• **Stored items from a collection**:

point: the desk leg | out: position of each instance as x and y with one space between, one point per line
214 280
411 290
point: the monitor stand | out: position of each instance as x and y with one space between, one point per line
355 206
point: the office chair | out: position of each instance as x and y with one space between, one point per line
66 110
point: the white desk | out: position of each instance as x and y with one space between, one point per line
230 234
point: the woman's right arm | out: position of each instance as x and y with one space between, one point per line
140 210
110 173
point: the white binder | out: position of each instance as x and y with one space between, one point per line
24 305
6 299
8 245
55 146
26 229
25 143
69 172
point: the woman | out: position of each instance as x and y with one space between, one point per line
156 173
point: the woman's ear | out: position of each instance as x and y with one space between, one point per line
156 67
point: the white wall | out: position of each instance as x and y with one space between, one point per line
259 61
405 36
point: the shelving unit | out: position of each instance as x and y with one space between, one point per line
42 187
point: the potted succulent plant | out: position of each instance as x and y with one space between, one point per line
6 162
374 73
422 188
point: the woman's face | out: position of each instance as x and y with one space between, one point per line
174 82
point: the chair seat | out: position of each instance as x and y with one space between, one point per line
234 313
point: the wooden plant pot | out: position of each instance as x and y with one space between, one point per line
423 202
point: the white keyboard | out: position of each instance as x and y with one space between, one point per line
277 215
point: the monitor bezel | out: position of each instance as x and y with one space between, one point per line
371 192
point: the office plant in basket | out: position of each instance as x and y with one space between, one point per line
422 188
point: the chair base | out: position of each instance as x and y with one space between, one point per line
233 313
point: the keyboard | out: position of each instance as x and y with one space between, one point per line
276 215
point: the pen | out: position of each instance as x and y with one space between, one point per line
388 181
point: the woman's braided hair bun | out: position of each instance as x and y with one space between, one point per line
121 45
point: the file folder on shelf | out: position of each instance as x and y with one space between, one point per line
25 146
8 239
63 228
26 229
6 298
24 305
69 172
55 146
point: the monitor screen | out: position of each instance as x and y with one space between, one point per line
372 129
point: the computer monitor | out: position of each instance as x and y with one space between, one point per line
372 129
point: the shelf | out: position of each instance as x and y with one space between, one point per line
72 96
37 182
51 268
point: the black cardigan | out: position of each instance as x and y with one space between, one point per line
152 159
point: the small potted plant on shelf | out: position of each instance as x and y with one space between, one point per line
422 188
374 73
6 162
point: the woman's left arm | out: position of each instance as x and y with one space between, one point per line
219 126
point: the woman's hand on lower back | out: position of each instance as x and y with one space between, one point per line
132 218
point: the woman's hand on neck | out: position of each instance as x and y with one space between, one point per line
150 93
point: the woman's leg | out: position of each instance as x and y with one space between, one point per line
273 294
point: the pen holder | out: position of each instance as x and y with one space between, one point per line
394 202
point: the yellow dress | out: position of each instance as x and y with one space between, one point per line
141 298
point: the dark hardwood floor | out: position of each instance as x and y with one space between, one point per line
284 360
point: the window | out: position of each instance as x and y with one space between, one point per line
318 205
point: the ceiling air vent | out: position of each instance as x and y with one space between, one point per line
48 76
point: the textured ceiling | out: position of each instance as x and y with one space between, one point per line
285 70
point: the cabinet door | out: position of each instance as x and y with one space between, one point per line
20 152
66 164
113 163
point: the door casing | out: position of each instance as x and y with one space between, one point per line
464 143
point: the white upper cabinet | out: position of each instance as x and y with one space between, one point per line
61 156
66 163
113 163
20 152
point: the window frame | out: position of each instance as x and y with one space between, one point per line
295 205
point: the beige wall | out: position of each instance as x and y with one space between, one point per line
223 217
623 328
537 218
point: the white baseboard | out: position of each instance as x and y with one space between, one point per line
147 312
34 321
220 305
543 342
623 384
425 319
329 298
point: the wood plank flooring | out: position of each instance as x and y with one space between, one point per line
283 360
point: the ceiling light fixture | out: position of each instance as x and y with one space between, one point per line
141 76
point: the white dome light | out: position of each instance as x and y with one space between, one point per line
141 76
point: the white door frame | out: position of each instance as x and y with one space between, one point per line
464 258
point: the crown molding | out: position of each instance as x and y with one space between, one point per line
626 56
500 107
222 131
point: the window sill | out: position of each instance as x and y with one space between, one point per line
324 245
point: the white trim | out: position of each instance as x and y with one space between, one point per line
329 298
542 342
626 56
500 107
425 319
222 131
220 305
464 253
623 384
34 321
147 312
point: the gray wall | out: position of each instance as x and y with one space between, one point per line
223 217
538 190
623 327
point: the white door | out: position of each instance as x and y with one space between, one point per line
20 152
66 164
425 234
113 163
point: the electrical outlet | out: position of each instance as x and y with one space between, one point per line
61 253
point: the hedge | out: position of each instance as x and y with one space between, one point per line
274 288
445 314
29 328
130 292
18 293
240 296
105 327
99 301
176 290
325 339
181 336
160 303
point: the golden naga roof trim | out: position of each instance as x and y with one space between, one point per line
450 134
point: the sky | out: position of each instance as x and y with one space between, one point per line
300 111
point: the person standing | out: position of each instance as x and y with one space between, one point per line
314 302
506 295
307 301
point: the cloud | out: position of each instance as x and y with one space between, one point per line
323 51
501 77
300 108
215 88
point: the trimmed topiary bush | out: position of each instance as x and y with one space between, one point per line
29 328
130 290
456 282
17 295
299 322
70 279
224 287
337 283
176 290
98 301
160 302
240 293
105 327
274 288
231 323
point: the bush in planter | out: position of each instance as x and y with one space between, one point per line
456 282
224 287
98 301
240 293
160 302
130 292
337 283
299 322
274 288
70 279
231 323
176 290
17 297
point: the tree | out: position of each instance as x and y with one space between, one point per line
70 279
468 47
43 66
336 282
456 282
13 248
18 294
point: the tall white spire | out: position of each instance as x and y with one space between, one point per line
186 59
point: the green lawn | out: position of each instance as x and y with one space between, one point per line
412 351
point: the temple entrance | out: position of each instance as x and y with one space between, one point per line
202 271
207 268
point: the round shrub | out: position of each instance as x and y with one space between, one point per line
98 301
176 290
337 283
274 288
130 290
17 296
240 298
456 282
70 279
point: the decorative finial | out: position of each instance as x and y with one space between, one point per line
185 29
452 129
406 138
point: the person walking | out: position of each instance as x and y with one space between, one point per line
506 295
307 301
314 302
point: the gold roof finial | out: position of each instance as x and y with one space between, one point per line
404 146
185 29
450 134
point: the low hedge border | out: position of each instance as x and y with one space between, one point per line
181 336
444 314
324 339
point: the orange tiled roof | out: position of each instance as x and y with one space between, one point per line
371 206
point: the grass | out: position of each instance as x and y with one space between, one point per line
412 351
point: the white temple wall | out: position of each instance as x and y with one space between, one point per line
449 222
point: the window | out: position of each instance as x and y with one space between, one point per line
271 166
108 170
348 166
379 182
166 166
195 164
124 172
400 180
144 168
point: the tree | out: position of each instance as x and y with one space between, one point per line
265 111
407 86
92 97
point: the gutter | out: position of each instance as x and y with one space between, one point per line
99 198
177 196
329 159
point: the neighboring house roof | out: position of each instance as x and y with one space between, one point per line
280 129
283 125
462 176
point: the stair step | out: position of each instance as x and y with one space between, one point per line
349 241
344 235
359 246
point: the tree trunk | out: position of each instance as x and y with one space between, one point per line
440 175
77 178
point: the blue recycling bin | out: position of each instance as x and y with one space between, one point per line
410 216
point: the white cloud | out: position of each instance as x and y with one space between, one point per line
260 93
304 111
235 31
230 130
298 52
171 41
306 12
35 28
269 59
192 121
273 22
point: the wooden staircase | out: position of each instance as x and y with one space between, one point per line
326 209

--

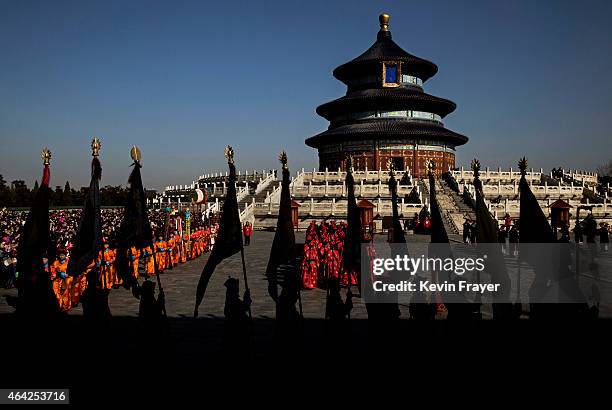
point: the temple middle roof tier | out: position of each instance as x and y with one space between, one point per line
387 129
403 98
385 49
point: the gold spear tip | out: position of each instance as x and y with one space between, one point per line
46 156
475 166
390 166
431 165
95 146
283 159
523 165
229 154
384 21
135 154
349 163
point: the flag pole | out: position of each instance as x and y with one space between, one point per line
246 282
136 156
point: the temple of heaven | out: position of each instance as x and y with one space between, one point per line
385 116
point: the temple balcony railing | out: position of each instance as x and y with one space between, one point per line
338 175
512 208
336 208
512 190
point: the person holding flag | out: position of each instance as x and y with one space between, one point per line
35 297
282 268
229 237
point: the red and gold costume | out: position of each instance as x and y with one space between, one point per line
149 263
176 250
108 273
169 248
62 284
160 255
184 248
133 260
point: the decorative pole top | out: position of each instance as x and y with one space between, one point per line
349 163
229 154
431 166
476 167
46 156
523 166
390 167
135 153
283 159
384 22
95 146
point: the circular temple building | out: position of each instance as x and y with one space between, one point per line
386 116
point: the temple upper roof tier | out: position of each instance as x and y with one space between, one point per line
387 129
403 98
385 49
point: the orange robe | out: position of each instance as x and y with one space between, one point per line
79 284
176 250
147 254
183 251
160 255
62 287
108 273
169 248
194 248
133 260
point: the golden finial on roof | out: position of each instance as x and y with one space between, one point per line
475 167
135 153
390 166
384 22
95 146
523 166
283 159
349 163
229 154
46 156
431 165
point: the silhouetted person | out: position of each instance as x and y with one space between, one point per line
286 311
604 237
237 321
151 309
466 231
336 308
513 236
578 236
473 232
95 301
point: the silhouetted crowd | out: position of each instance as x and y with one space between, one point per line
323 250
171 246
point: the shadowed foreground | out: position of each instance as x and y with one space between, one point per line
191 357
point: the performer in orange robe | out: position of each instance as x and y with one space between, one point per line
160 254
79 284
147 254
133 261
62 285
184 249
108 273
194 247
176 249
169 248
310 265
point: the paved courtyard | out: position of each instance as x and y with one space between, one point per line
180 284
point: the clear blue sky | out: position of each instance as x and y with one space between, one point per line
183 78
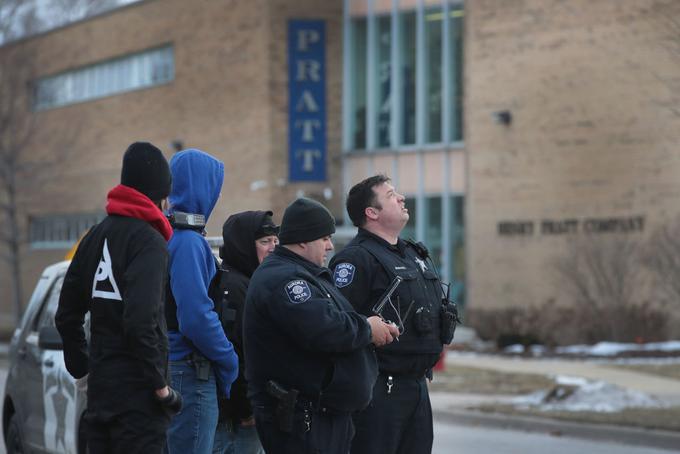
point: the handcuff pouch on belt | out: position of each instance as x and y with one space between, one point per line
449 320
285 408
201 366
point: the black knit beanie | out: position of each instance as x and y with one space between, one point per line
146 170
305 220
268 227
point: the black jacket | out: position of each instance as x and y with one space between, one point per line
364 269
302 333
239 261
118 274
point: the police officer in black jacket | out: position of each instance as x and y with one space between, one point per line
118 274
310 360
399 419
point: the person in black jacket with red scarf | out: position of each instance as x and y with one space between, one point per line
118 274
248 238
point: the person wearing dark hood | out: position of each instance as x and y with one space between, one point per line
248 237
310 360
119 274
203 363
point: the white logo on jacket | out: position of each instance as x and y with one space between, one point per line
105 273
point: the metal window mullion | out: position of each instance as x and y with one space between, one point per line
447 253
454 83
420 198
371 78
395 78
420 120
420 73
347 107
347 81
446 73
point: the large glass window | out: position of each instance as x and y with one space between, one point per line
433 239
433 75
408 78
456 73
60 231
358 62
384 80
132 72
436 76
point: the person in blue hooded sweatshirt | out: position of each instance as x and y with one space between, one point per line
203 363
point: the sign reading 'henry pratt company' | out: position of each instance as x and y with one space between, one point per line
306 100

• **DIRECTIVE**:
Report every line of the material above that contains the word "tier", copying each one in full.

• **WRITTEN REPLY**:
point: the temple middle roof tier | out: position of each instance as x and y with one space between, one point per line
point: the temple upper roof tier | out: position of each instance as x and y with one space between, one point per line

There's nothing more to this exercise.